> **Recorded information**:

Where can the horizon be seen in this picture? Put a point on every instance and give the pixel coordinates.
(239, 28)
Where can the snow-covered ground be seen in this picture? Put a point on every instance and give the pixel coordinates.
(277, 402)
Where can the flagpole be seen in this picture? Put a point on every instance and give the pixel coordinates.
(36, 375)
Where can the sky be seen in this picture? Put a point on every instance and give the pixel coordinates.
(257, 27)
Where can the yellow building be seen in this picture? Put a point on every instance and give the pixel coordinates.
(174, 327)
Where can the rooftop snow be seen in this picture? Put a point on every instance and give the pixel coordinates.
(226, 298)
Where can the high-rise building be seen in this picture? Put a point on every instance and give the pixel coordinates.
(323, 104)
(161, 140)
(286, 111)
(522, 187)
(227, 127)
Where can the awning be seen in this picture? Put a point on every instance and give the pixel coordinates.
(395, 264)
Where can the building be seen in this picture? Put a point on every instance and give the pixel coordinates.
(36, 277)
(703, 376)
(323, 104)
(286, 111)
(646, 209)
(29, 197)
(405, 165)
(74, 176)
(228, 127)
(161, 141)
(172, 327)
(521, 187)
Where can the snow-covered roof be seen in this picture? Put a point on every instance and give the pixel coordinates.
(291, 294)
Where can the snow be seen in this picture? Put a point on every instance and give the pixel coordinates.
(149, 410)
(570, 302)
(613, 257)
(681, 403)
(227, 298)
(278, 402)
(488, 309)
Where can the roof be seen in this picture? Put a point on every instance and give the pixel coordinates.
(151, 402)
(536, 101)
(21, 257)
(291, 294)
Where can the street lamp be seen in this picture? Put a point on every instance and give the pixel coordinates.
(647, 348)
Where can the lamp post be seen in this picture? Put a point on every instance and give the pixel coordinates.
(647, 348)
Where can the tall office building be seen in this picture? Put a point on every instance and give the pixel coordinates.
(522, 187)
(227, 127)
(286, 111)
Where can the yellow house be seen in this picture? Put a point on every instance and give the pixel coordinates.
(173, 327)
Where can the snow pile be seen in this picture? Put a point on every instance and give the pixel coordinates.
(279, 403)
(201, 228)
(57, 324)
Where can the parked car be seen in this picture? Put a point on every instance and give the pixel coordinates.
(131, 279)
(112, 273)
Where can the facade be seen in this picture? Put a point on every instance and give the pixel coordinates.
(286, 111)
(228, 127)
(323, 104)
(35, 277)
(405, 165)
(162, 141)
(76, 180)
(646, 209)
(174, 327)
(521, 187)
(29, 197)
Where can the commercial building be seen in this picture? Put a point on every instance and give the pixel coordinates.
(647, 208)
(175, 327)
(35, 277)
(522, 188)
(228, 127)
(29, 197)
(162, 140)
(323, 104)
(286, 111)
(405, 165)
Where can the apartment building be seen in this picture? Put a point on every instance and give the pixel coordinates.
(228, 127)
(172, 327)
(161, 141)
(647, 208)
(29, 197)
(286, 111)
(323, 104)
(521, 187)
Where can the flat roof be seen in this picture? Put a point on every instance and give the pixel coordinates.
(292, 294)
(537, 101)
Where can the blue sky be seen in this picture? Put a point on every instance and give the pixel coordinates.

> **Task objective**: Give back the listing exactly.

> **Result for this task**:
Where can the horizon be seen in this picture? Put a point on every instance and give the pixel coordinates.
(239, 28)
Where can the snow-covered ground be seen in this picture? Put a point on every instance and give the pixel coordinates.
(277, 402)
Where can the flagpole be seen in this picture? Put a point on every instance and give the pixel coordinates.
(36, 375)
Where can the sky be seen in this picture? Put a point on every instance and give the pixel coordinates.
(257, 27)
Where can the yellow building be seen in this picture? Put a point on every instance and give the pixel coordinates.
(174, 327)
Where can the rooftop snow be seen in this picture? Put a point on every instance and give the pixel coordinates.
(226, 298)
Where can the high-rise building be seen in this picture? Put a point on every instance and give the pixel coordinates.
(323, 104)
(161, 140)
(286, 111)
(522, 187)
(227, 127)
Where can the awning be seen in this picture? Put a point on every instance and give the pixel coordinates.
(395, 264)
Where can the building be seen in this picture? Put a point on every instance and give the pixel coordinates.
(36, 277)
(703, 376)
(323, 104)
(286, 111)
(646, 209)
(29, 197)
(405, 165)
(74, 176)
(228, 127)
(161, 141)
(172, 327)
(521, 187)
Where can the snow-covered roof be seen in this picture? Put a point on every instance and give the pixel coordinates.
(291, 294)
Where can the snow be seen in this picture? Put a point on every instance and give the pixel coordinates.
(149, 410)
(570, 302)
(613, 257)
(681, 403)
(227, 298)
(278, 402)
(488, 309)
Where can the roof be seen in this picture? Put a point on every instance and give the pixel coordinates.
(151, 402)
(536, 101)
(21, 257)
(291, 294)
Where can the street lamp be seen in this picture? Put a point on every instance and give the pixel coordinates.
(647, 348)
Where can the lamp post be seen in this picture? Put a point on every instance and give the pixel coordinates.
(647, 348)
Where can the tall office building be seen in this picture? Put a point on every instance and give the pixel coordinates.
(522, 187)
(227, 127)
(286, 111)
Where can the yellow house be seen in this picture? Put a point on every instance and give the pixel coordinates.
(173, 327)
Where can the snow pile be seen in this picture? Put a point on every instance and give the pixel coordinates.
(279, 403)
(201, 228)
(57, 324)
Where can the parked car be seen in this picture? Put a point on every instance and give the pixel coordinates.
(131, 279)
(112, 273)
Where can the facade be seen in this picture? Put a point on every instance and give the pixel coordinates.
(286, 111)
(228, 127)
(323, 104)
(35, 277)
(405, 165)
(162, 141)
(76, 180)
(646, 209)
(174, 327)
(521, 187)
(29, 197)
Where can the commercial building be seen in this picture? Put a point on every instance and give the pixel coordinates.
(647, 208)
(175, 327)
(35, 277)
(522, 188)
(228, 127)
(29, 197)
(162, 140)
(323, 104)
(286, 111)
(405, 165)
Where can the apartment building be seen in this picture? Put a point on every instance and give the pixel coordinates.
(228, 127)
(172, 327)
(161, 141)
(647, 208)
(29, 197)
(286, 111)
(323, 104)
(521, 187)
Where can the flat roof be seen in this picture? Put a point on every instance and give the pixel coordinates.
(292, 294)
(537, 101)
Where can the blue sky be seen in this picture? Put a point on every instance and give the pixel coordinates.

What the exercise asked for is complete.